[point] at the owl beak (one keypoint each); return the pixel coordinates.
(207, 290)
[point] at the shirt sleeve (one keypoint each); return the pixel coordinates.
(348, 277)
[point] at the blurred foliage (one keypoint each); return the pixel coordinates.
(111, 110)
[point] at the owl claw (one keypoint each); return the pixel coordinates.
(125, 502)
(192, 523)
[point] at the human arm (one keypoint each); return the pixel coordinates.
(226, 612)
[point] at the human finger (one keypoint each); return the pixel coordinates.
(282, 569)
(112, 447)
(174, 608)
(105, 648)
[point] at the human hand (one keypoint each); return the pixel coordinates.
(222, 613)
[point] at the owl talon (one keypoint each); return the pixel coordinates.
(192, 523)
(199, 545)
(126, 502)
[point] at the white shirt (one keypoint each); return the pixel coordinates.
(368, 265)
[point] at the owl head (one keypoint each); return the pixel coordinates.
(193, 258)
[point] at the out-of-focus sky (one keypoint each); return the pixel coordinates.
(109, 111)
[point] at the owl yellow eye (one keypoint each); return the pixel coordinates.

++++

TASK TO CARRY OUT ::
Give the listing above again in full, with no word altered.

ANSWER TO THIS EXERCISE ::
[point] at the owl beak (one keypoint each); return the pixel coordinates.
(207, 290)
[point] at the shirt sleeve (one keypoint each); return the pixel coordinates.
(348, 277)
[point] at the blurred foliage (one keypoint each); return the pixel coordinates.
(111, 110)
[point] at the owl claw (one keypoint each); return the pixel coordinates.
(125, 502)
(192, 523)
[point] at the human arm (one keypoint each); return the pixel coordinates.
(226, 612)
[point] at the human finger (one keypoint each); return the pixel coordinates.
(282, 569)
(112, 447)
(174, 608)
(105, 648)
[point] at the human hand (one keypoint each); return the pixel coordinates.
(222, 613)
[point] at the owl talon (one keypoint each); return the pixel coordinates.
(192, 523)
(199, 545)
(126, 502)
[point] at the white shirt (one keypoint each); return the pixel coordinates.
(368, 265)
[point] at the owl head (one keypoint each); return the pixel coordinates.
(193, 258)
[point] at the out-of-focus sky (one keypoint each); return the pixel coordinates.
(109, 111)
[point] at the owl yellow eye (one keypoint each); return the pixel coordinates.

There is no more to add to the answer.